• **Work item**
Each line of the material below is to be given again exactly.

• **Data listing**
_ _ _ _
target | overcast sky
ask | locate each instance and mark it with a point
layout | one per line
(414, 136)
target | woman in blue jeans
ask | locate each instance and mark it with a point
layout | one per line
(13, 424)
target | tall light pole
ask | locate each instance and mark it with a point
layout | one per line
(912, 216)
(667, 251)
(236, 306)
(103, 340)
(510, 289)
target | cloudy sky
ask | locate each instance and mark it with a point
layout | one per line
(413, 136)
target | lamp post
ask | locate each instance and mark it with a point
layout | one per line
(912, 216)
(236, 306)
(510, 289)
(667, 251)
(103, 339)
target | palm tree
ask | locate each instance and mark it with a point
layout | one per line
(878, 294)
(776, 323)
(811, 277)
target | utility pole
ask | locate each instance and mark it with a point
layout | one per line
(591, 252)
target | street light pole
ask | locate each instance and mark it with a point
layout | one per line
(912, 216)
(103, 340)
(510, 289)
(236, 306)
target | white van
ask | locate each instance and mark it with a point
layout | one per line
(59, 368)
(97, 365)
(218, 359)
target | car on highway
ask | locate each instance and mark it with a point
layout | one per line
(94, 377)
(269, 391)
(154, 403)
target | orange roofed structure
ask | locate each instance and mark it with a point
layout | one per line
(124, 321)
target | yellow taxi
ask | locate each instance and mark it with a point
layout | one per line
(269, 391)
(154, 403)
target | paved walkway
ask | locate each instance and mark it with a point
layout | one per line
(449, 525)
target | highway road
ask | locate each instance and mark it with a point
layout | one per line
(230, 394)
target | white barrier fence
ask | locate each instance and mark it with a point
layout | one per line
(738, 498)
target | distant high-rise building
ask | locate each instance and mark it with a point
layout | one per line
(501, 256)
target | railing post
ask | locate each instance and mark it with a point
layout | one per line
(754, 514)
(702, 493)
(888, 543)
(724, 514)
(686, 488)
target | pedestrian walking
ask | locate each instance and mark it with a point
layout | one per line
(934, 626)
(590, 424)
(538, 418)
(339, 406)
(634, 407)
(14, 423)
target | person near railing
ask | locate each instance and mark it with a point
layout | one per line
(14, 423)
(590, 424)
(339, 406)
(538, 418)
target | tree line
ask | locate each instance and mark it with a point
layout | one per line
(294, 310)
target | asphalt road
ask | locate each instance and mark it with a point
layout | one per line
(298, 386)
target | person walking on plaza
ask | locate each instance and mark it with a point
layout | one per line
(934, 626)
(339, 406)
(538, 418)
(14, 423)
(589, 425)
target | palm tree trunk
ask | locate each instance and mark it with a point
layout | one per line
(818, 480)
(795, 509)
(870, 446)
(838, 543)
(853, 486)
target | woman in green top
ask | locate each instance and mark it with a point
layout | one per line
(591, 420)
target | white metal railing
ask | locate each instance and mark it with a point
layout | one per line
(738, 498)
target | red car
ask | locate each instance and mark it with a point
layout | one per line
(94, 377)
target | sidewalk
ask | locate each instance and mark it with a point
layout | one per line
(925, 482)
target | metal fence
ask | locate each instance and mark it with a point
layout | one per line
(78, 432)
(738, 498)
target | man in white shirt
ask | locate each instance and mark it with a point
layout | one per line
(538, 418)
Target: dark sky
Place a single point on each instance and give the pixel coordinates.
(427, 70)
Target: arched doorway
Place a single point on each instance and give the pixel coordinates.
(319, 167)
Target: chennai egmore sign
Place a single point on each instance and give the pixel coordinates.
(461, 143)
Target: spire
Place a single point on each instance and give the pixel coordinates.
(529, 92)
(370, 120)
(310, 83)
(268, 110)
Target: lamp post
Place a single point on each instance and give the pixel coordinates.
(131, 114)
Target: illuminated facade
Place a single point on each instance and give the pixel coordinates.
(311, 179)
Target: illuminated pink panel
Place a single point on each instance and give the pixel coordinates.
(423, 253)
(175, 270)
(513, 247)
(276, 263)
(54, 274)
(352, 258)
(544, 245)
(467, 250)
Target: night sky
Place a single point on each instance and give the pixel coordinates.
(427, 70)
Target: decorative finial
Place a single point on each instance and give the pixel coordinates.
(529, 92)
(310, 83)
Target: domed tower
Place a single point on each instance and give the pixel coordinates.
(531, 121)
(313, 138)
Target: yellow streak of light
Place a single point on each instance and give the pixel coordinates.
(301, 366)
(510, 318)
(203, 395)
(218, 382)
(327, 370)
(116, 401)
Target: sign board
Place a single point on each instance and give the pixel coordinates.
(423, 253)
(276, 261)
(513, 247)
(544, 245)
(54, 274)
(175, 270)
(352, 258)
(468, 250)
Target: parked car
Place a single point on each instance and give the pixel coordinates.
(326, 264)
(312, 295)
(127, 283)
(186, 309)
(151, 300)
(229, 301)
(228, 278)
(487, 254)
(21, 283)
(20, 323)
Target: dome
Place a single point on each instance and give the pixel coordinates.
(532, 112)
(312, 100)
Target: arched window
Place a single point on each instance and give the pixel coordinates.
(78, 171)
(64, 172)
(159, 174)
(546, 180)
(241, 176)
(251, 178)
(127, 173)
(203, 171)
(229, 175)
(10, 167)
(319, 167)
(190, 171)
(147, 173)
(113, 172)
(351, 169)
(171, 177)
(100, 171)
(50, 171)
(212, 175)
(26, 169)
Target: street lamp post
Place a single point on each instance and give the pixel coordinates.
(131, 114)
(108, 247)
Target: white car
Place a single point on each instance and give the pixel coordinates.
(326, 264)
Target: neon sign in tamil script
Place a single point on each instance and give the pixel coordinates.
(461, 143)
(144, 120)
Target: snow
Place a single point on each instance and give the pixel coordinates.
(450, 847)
_ _ _ _
• **Answer for this exercise**
target | overcast sky
ask | locate each instance and mark it with a point
layout | one per line
(414, 136)
target | woman in blue jeans
ask | locate each instance and mark it with a point
layout | one per line
(13, 424)
target | tall light pole
ask | locate each instance and mark it with a point
layout | one per line
(912, 216)
(667, 251)
(236, 306)
(103, 340)
(510, 289)
target | cloudy sky
ask | locate each instance and mark it with a point
layout | one per line
(413, 136)
target | lamp post
ask | locate each instance and mark it with a point
layout | one per line
(912, 216)
(236, 306)
(510, 289)
(667, 251)
(103, 339)
target | palm tree
ask | locate each instance and mark it with a point
layout | one per line
(878, 294)
(776, 323)
(811, 277)
target | utility pole
ask | locate each instance and mark it with a point
layout | one per line
(591, 252)
target | street light pole
ask | locate each instance and mark it with a point
layout | one per line
(912, 216)
(103, 340)
(510, 289)
(236, 306)
target | white van
ask | locate each instance and mark it with a point
layout | one per line
(59, 368)
(97, 365)
(218, 359)
target | car on highway
ask | locate each instance and mark it with a point
layout | one per line
(94, 377)
(269, 391)
(154, 403)
target | orange roofed structure
ask | locate each instance and mark it with a point
layout | one per line
(124, 321)
target | yellow taxi
ask | locate each instance and mark it with a point
layout | one per line
(269, 391)
(154, 403)
target | paved walkway
ask | locate each instance and mark it with a point
layout | one per line
(449, 525)
target | highway road
ask | locate each instance and mark it with a point
layout | one per line
(230, 394)
target | white barrier fence
ask | locate each instance and mark it with a point
layout | one per line
(738, 498)
target | distant high-rise building
ask | locate each instance and mark it with a point
layout | one per line
(501, 256)
target | railing post
ask | locate each instance and mark it with a point
layout | one per line
(754, 514)
(702, 493)
(888, 543)
(724, 514)
(686, 488)
target | pedestrian walking
ask | locate each instance and mark it with a point
layout | one per line
(934, 626)
(590, 424)
(538, 418)
(339, 406)
(634, 407)
(14, 423)
target | person near railing
ask | locate each instance and mark it with a point
layout | one per line
(14, 423)
(590, 424)
(339, 406)
(538, 418)
target | tree line
ask | locate each instance and mark it with a point
layout | one per line
(294, 310)
target | asphalt road
ask | locate each instance and mark it with a point
layout | one per line
(298, 386)
target | person walking on plaza
ask | locate each instance and mark it with a point
layout | one per line
(934, 626)
(339, 406)
(538, 418)
(14, 423)
(589, 425)
target | palm tree trunk
ask | locate each instance and mark it with a point
layout | one per line
(818, 480)
(795, 509)
(870, 446)
(838, 543)
(853, 486)
target | woman in green top
ask | locate each instance and mark it with a point
layout | one per line
(591, 420)
target | white metal railing
ask | locate each instance and mark it with a point
layout | one per line
(738, 498)
target | red car
ask | locate each instance and mark it with a point
layout | one per line
(94, 377)
target | sidewalk
ask | locate each instance and mark it with a point
layout | one per line
(925, 482)
target | metal fence
ask | locate each instance and mark it with a point
layout | one per line
(78, 432)
(738, 498)
target | man in white shirt
ask | locate each instance and mark it with a point
layout | one per line
(538, 418)
Target: dark sky
Place a single point on each instance and give the pixel coordinates.
(427, 70)
Target: arched doorway
Place a single point on each instance and give the pixel coordinates.
(319, 167)
Target: chennai egmore sign
Place a single point on each instance and give the pixel coordinates.
(461, 143)
Target: spire
Place a single point on each instance and give the pixel coordinates.
(529, 92)
(370, 120)
(310, 83)
(268, 110)
Target: lamp post
Place a single point on each instance and give the pixel coordinates.
(131, 114)
Target: illuminated facade
Place a single point on each instance and give the pixel coordinates.
(311, 179)
Target: illuminated pink panel
Place a single point on each instance and give the pixel coordinates.
(423, 253)
(175, 270)
(513, 247)
(276, 263)
(54, 274)
(352, 258)
(544, 245)
(467, 250)
Target: night sky
Place a single point on each instance and give the pixel coordinates.
(427, 70)
Target: decorative finial
Place a single point on each instance and give the pixel coordinates.
(529, 92)
(310, 83)
Target: domed tower
Place a single point on each instance and give the pixel coordinates.
(531, 121)
(313, 138)
Target: yellow streak of light
Place a single point on each instance and give the pixel coordinates.
(301, 366)
(510, 318)
(203, 395)
(218, 382)
(327, 370)
(116, 401)
Target: sign board
Place a single point on each instance and give the pixel coordinates.
(423, 253)
(276, 261)
(513, 247)
(544, 245)
(54, 274)
(175, 270)
(352, 258)
(468, 250)
Target: parked car
Place a single point on each instance and give the pixel coordinates.
(326, 264)
(312, 295)
(127, 283)
(186, 309)
(151, 300)
(229, 301)
(228, 278)
(487, 254)
(21, 283)
(20, 323)
Target: dome
Place a single point on each instance and give the pixel coordinates.
(532, 112)
(312, 100)
Target: arched window
Place a single point on each instance and give the pixel coordinates.
(78, 171)
(64, 172)
(159, 174)
(546, 180)
(241, 176)
(251, 178)
(127, 173)
(203, 171)
(229, 175)
(10, 167)
(319, 167)
(190, 171)
(147, 173)
(113, 172)
(351, 169)
(171, 177)
(100, 171)
(50, 171)
(212, 175)
(26, 169)
Target: street lamp post
Place a single point on each instance and give the pixel coordinates.
(131, 114)
(108, 247)
Target: white car
Place a single point on each instance and give the pixel coordinates.
(326, 264)
Target: neon sign in tamil script
Place a single point on each instance and give the pixel coordinates.
(461, 143)
(144, 120)
Target: snow
Place a single point on each instance and give the pixel coordinates.
(450, 847)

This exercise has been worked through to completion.